Records supplied:
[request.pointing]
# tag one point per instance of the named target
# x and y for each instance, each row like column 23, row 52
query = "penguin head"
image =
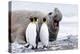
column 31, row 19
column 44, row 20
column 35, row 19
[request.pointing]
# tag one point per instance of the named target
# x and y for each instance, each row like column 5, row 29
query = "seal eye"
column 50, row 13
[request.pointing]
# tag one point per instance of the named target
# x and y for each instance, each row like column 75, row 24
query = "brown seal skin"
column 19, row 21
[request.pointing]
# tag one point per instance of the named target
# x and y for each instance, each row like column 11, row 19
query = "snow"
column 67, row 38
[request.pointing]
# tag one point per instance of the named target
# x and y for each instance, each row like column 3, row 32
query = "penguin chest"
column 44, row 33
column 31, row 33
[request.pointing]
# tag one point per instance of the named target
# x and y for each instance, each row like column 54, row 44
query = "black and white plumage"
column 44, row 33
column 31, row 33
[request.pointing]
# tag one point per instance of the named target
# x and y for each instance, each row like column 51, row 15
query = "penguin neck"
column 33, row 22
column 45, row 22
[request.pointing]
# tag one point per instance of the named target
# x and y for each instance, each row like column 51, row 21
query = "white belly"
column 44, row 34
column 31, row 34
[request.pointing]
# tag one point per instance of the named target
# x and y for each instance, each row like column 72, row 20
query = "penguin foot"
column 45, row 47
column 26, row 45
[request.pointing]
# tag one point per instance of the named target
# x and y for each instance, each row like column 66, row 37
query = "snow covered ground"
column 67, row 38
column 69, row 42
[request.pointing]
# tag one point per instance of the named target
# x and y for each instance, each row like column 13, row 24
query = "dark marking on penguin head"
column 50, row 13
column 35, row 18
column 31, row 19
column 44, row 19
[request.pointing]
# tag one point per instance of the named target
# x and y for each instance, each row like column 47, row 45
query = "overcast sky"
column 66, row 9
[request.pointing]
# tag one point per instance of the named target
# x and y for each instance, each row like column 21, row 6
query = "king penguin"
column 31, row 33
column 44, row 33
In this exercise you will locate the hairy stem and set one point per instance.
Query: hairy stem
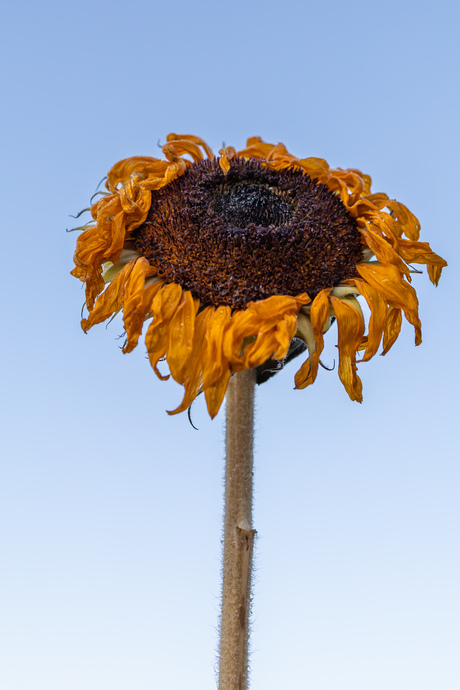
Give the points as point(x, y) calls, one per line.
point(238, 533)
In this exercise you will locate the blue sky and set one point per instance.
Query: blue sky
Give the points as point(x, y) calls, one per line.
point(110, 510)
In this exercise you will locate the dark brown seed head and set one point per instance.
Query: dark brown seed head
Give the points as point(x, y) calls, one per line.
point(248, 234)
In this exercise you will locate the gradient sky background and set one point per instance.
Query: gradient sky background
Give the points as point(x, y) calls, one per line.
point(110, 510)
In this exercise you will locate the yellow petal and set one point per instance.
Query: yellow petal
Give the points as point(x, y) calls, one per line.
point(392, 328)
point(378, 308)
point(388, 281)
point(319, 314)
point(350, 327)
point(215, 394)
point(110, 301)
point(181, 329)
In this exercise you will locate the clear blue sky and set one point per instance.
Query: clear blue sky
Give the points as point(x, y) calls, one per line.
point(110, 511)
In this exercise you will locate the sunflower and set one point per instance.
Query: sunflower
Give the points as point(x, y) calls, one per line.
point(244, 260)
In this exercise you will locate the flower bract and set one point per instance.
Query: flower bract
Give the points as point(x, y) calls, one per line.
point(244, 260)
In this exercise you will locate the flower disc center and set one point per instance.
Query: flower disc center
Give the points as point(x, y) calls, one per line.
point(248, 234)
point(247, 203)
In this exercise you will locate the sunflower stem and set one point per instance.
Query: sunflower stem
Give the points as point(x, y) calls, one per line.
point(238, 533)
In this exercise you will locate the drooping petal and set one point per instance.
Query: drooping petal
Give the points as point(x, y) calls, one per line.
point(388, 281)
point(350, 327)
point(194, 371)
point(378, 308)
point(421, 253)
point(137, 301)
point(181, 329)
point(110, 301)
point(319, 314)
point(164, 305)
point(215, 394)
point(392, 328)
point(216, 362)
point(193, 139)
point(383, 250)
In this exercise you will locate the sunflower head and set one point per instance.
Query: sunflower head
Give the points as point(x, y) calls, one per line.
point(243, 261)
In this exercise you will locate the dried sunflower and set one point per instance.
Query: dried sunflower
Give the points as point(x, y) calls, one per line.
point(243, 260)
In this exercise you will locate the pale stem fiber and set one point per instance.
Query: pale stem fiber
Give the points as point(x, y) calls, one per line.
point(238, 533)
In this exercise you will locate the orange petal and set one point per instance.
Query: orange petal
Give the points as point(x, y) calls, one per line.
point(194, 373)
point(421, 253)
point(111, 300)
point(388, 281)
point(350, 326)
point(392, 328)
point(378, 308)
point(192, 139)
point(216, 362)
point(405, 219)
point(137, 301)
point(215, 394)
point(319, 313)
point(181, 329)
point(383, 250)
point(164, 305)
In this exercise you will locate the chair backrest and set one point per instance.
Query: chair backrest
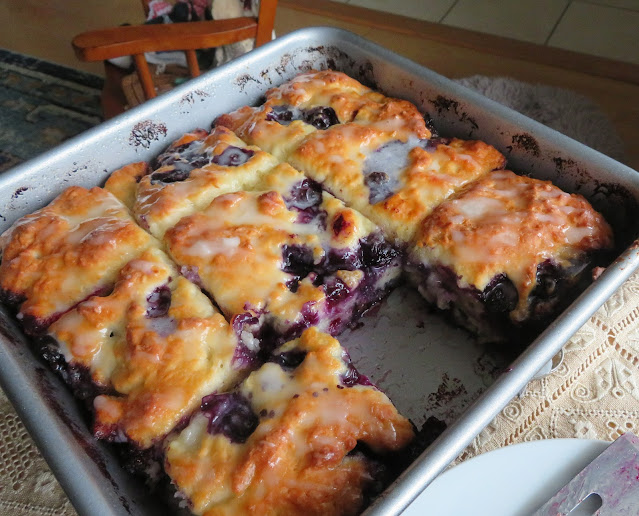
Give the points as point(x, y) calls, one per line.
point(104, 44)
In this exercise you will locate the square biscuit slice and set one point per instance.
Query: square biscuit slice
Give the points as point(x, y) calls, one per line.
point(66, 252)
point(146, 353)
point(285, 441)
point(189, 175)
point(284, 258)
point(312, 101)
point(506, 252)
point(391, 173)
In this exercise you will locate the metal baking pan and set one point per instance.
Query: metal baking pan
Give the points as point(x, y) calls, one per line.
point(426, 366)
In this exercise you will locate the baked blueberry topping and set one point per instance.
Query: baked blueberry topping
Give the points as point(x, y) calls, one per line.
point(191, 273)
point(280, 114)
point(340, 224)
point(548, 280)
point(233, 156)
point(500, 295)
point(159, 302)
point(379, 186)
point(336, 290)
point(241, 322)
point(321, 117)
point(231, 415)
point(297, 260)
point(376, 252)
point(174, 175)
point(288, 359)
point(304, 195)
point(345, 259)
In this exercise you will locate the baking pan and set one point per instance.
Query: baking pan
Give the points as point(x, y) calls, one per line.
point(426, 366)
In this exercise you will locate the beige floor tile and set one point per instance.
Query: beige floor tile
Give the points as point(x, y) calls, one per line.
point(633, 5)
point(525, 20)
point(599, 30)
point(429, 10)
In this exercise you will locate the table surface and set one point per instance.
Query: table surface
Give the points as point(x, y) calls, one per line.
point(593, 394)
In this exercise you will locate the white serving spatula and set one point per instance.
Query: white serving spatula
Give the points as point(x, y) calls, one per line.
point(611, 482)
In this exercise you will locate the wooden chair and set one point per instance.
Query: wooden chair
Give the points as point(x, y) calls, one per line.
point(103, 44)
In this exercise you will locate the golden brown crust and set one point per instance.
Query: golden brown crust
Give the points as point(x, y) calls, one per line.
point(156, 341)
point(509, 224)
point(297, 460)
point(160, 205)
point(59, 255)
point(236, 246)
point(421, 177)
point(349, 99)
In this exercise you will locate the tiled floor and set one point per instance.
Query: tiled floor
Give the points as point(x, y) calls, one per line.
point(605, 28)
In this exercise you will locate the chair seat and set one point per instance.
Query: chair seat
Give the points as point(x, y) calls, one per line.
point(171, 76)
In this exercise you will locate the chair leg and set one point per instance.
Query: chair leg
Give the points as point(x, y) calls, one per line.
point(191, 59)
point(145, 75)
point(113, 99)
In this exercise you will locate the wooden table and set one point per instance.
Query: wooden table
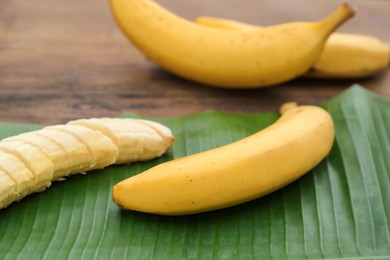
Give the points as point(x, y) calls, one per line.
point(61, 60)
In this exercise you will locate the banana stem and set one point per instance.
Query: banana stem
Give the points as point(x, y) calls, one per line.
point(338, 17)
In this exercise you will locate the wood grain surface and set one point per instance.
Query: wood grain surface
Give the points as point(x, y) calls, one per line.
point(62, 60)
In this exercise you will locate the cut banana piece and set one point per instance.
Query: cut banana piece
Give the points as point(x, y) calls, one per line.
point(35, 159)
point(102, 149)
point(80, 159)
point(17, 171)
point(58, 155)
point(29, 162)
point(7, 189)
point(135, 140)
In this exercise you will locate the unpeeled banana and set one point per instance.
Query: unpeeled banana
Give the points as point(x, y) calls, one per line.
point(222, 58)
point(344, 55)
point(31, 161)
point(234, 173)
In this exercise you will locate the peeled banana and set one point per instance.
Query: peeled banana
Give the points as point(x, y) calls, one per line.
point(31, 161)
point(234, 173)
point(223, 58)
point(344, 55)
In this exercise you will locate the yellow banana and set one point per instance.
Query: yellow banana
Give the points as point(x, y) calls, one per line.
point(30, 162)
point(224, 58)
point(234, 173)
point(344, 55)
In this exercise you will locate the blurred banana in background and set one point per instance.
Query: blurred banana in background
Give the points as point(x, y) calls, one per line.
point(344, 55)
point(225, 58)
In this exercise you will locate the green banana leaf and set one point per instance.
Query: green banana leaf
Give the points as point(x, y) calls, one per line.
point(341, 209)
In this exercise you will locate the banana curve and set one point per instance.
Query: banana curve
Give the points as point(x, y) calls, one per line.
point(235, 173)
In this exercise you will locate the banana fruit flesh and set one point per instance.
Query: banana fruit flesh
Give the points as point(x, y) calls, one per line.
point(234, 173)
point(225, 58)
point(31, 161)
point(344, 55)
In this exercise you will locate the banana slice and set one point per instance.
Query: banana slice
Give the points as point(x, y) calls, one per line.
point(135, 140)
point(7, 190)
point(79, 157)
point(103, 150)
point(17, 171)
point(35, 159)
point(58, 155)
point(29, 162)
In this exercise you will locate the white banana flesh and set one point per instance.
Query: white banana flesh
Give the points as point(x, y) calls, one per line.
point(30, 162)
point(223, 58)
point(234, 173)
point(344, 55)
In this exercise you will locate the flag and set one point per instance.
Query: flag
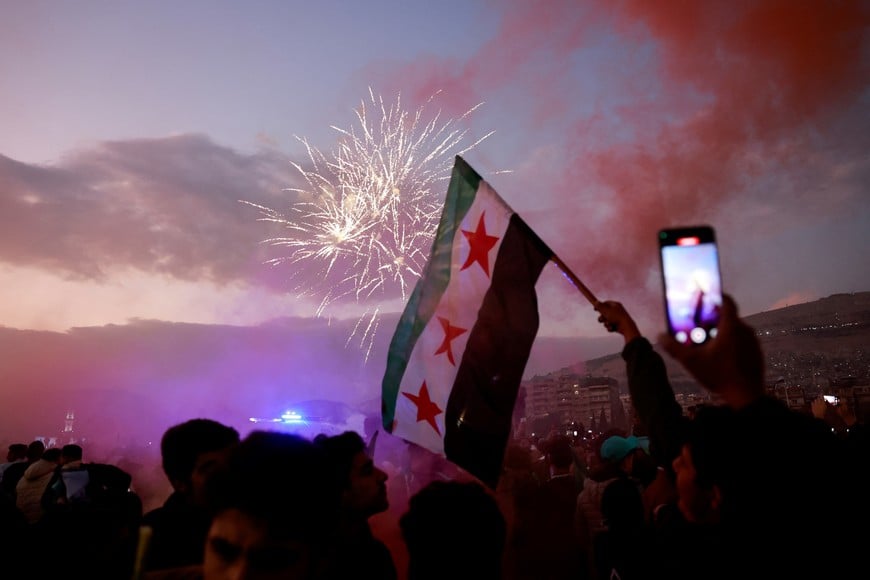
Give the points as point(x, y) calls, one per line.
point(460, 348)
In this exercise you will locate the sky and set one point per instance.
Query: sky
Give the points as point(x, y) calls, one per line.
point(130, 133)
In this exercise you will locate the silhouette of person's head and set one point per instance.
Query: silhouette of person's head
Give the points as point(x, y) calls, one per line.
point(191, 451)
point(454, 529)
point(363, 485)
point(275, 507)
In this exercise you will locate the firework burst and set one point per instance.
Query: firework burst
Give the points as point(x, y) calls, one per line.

What is expected: Return the opening line of the data above and every line after it up to and including the line that holds "column 51, row 15"; pictures stay out.

Response:
[request.pointing]
# tag one point per instance of the named target
# x and y for each instance, each row like column 23, row 52
query = "penguin head"
image =
column 31, row 19
column 44, row 20
column 35, row 19
[request.pointing]
# tag one point per instance of the named target
# x and y for each instance, each row like column 5, row 29
query = "seal eye"
column 50, row 13
[request.pointing]
# tag one point per instance of the named target
# x and y for each instance, each row like column 75, row 24
query = "brown seal skin"
column 19, row 21
[request.pointing]
# tag one point per instance of the named target
# x and y for each instance, each row like column 11, row 19
query = "snow"
column 67, row 38
[request.pointing]
# tag one point per instance of the named target
# x and y for each instance, each row like column 3, row 32
query = "penguin chest"
column 44, row 33
column 31, row 33
[request.pointing]
# tag one point per instance of the named target
# x and y for each instance, each row like column 54, row 44
query = "black and white plumage"
column 44, row 33
column 31, row 33
[request.pointing]
# tag one point per instance of the named target
# x and y for each instance, each row like column 51, row 15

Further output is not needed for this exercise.